Problems
A) Return the passage from the Mania Tour text starting at "The Mania Tour" and ending at "October 10, 2018.".
B) According to the Mania Tour text, on what date did the Wrigley Field show take place?

Extract provided
§ §

The Mania Tour (stylized as M A  N   I    A Tour) was a headlining concert tour by Fall Out Boy, in support of the group's seventh studio album Mania (2018). The tour started with a special intimate show in Chicago on September 16, 2017, and concluded in New Orleans on October 10, 2018.

Background and development 
On April 27, 2017, the band released the first single and music video for "Young and Menace". With the release came the announcement of a fall arena tour. On July 13, 2017, the band announced a leg in Oceania, which is scheduled to take place in 2018. On January 19, 2018, Fall Out Boy announced the show at Wrigley Field, which took place on September 8, 2018.

§ §

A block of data
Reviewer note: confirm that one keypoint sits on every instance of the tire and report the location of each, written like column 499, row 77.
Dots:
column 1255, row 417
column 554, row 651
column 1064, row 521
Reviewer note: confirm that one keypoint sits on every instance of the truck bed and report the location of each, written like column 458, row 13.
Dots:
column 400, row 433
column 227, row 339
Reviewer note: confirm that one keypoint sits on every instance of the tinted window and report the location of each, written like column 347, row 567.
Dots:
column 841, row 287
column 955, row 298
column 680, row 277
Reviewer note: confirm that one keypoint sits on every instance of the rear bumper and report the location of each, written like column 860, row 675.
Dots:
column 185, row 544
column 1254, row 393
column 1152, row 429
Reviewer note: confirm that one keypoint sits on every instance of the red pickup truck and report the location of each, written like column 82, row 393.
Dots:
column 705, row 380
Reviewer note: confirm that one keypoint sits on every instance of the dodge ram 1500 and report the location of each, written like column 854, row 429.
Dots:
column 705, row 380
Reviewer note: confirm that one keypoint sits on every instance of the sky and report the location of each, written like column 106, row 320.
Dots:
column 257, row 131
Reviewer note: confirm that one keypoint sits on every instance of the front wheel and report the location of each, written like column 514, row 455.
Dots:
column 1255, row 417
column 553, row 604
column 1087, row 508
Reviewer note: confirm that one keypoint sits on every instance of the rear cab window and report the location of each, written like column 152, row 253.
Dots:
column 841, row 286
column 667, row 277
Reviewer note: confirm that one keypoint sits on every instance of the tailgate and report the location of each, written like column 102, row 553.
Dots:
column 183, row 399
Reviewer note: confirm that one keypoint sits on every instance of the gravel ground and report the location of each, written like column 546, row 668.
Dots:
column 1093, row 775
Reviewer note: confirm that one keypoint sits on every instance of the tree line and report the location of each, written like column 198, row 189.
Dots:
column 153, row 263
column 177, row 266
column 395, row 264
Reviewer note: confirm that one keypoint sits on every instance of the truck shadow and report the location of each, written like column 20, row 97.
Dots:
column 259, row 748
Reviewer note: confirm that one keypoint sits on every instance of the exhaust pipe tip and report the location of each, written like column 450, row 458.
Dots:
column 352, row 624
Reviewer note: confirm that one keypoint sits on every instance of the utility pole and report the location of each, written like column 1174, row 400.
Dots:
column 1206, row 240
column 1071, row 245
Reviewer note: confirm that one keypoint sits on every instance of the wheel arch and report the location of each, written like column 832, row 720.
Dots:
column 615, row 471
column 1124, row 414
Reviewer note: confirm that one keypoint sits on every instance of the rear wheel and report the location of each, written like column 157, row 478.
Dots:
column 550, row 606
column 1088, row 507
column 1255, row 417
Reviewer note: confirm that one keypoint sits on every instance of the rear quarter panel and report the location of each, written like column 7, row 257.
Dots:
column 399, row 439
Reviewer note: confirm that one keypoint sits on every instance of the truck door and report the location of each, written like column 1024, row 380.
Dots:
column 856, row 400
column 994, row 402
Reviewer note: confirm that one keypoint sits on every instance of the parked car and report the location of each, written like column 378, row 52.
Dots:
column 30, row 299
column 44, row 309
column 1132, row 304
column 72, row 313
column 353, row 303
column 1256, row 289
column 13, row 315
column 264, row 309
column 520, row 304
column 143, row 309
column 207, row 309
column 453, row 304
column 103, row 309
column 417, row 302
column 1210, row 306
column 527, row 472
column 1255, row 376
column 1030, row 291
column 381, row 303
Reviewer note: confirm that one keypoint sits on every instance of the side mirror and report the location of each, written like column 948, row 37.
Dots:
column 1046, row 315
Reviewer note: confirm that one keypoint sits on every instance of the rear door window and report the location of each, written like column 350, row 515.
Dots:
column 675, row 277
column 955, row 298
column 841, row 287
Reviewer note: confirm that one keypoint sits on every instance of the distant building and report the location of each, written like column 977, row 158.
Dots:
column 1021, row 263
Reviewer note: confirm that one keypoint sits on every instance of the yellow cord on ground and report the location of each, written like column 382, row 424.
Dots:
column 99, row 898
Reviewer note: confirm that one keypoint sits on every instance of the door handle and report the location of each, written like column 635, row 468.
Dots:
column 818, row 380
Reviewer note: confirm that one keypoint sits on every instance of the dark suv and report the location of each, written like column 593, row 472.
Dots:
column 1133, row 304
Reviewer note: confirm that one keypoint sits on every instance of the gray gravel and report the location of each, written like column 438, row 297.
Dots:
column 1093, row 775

§ §

Full solutions
A)
The Mania Tour (stylized as M A  N   I    A Tour) was a headlining concert tour by Fall Out Boy, in support of the group's seventh studio album Mania (2018). The tour started with a special intimate show in Chicago on September 16, 2017, and concluded in New Orleans on October 10, 2018.

B) September 8, 2018.